» EXERCISE DIRECTIONS
Word for word, restate every line of the material.

» MATERIALS PROVIDED
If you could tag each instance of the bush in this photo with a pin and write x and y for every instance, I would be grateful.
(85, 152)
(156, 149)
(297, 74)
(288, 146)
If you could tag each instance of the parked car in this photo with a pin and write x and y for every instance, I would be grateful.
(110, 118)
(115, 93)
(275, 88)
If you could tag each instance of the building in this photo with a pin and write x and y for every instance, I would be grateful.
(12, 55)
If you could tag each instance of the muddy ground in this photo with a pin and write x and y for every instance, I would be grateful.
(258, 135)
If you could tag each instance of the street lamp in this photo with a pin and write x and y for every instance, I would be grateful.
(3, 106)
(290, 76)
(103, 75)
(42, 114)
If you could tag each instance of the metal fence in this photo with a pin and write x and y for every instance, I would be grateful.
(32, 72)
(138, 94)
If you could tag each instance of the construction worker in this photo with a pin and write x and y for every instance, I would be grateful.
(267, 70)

» WORKED ANSWER
If you could tag each instance of the bush in this photo with a pin and write x and y for every instance, I would be grateful.
(85, 152)
(156, 149)
(297, 74)
(288, 146)
If you could tag each instance of the parked car in this photo with a pin and write x and y for every instance, I would be grateful.
(110, 118)
(115, 93)
(275, 88)
If you could tag each instance of the building in this photo with a pin and write x and y for every instance, I would be grateful.
(12, 55)
If you could tag each instance of the muddy ground in this photo with a pin and write x and y for every instance, I would be grateful.
(258, 135)
If you could tag each instance of the street lamp in this photo with a pin and write x and y for every instance, I would be grateful.
(3, 106)
(290, 76)
(103, 75)
(42, 114)
If you could tag each instance of the metal fence in this photo with a pin and write x and y for every instance, I would be grateful.
(32, 72)
(138, 94)
If you could tag each instance of the construction worker in this photo with a pin and write x and y for every instance, I would be grateful.
(267, 70)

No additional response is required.